### Exercise brief
Return exactly the span of lines in the following data that opens with the line containing "Target: concrete floor" and closes with the line containing "Locate the wrinkled". Include nothing else.

┄┄┄┄┄┄┄┄┄┄┄┄┄┄┄┄┄┄┄┄

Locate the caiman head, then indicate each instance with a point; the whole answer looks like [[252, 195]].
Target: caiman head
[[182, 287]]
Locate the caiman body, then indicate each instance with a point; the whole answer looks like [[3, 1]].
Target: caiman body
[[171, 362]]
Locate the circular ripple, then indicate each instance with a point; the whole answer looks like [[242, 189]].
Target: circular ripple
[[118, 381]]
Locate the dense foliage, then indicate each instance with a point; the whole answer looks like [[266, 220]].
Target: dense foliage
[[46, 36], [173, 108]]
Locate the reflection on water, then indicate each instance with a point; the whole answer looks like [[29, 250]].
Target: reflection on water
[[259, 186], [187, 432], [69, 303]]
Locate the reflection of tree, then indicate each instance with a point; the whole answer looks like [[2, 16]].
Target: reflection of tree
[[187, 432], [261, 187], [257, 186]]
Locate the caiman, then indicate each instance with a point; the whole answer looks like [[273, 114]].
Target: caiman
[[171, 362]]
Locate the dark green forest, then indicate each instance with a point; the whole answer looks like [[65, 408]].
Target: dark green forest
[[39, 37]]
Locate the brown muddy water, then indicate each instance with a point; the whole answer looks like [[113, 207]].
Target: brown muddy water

┄┄┄┄┄┄┄┄┄┄┄┄┄┄┄┄┄┄┄┄

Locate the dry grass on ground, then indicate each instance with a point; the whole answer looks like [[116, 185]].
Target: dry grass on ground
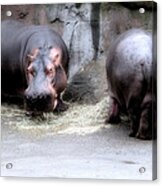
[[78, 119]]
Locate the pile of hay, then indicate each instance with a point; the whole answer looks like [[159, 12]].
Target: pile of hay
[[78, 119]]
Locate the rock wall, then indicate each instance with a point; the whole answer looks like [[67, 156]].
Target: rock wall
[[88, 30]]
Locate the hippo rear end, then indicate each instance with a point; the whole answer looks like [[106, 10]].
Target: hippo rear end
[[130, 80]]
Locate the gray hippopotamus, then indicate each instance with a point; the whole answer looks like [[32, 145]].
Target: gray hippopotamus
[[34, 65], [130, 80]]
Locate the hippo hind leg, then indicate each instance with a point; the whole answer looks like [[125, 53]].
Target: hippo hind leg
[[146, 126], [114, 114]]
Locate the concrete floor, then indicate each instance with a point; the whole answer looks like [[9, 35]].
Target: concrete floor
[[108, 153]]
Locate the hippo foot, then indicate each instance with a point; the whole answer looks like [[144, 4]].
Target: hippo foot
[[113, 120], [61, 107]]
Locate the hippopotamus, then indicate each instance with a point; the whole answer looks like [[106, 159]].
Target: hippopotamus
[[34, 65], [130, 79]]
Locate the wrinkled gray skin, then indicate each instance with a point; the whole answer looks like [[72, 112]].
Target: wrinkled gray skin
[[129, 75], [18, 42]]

┄┄┄┄┄┄┄┄┄┄┄┄┄┄┄┄┄┄┄┄

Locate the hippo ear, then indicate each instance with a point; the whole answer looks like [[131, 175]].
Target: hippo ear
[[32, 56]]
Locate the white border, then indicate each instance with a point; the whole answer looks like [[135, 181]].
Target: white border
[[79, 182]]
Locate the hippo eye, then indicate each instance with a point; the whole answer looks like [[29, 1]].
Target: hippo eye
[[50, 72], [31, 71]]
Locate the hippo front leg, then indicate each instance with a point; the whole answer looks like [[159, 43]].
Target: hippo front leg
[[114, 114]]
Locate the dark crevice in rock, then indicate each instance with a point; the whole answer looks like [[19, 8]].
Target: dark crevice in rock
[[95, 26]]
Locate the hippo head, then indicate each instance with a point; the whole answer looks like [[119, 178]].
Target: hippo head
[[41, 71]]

┄┄┄┄┄┄┄┄┄┄┄┄┄┄┄┄┄┄┄┄

### Exercise answer
Target: concrete floor
[[108, 153]]
Locate the hippo foot, then indicate each instance with a point; the whole answer looks like [[144, 4]].
Target: hippo foot
[[113, 120], [61, 107]]
Locate the hippopotamus, then indicate each instance with a point; the whole answer looks like [[106, 159]].
Target: hippopotamus
[[34, 65], [130, 79]]
Locate the wrinkled gray skin, then indicate each instance with a point; the whole answer looks like [[72, 112]].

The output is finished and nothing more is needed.